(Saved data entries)
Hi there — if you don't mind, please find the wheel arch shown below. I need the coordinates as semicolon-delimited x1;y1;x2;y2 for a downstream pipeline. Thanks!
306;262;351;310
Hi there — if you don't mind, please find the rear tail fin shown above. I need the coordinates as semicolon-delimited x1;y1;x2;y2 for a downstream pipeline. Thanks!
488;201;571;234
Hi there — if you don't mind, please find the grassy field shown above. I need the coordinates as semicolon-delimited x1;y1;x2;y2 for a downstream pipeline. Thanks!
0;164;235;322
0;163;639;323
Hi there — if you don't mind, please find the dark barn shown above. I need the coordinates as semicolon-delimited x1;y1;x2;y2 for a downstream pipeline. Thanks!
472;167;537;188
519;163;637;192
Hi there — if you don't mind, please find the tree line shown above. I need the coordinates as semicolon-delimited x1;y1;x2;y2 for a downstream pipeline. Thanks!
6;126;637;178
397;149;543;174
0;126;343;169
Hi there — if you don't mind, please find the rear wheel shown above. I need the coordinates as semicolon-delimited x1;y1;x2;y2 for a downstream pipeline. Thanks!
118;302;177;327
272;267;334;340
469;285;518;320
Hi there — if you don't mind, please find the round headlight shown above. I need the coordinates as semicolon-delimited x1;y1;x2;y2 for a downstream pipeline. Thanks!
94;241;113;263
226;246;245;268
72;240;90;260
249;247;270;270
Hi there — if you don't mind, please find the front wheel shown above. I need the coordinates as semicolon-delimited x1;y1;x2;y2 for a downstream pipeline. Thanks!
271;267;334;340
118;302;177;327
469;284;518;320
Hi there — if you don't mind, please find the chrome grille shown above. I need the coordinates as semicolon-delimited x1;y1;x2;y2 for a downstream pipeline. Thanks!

» REQUIREMENT
All entries above are to be copied exactly, with none left out.

» WRITTEN ANSWER
Hi there — if you don't mind, please find the wheel arch shown below. I need the coordinates as semicolon-delimited x1;y1;x2;y2 for a downstream pipeline. Thanks!
306;262;351;310
Hi there — if you don't mind, please find the rear tail fin shown above. I need the coordinates as semicolon-delimited x1;y1;x2;y2 for a downstream pipeline. Thanks!
488;201;571;234
Hi there — if you don't mind, please find the grassy field shown above. I need the coordinates as semicolon-delimited x1;y1;x2;y2 for a downstream pipeline. Thanks!
0;164;235;322
0;163;639;323
Hi there — if you don't mind, please find the dark barn shown above. I need the coordinates as semicolon-delimited x1;y1;x2;y2 for a downstream pipeline. Thanks!
472;167;537;188
519;163;637;192
Hi there — if you don't mind, please find the tree line shown above. I need the coordinates as semicolon-delimited x1;y1;x2;y2 for a downstream pipeline. Thanks!
6;126;637;178
397;149;543;174
0;126;343;169
Hi there — if you don't mind, please find the rear wheel shown above. I need the coordinates as semicolon-delimited x1;y1;x2;y2 for a downstream pipeline. Thanks!
118;302;177;327
272;267;334;340
469;285;518;320
Hi there — if you don't mind, please find the round headlight shown above. I need the coordinates as semicolon-delimited x1;y1;x2;y2 for a downstream pipeline. Thanks!
94;241;113;263
226;246;245;268
72;240;90;260
249;247;270;270
Hi there — if you don't mind, please find the front wheel shown above. I need the coordinates as semicolon-delimited x1;y1;x2;y2 for a downstream pipeline. Thanks!
271;267;334;340
118;302;177;327
469;284;518;320
Hi there — if you don't mind, please find the chrome grille shown above. I need the coordinates as semicolon-delimited x1;y1;x2;y2 for a downstream pipeline. Thanks!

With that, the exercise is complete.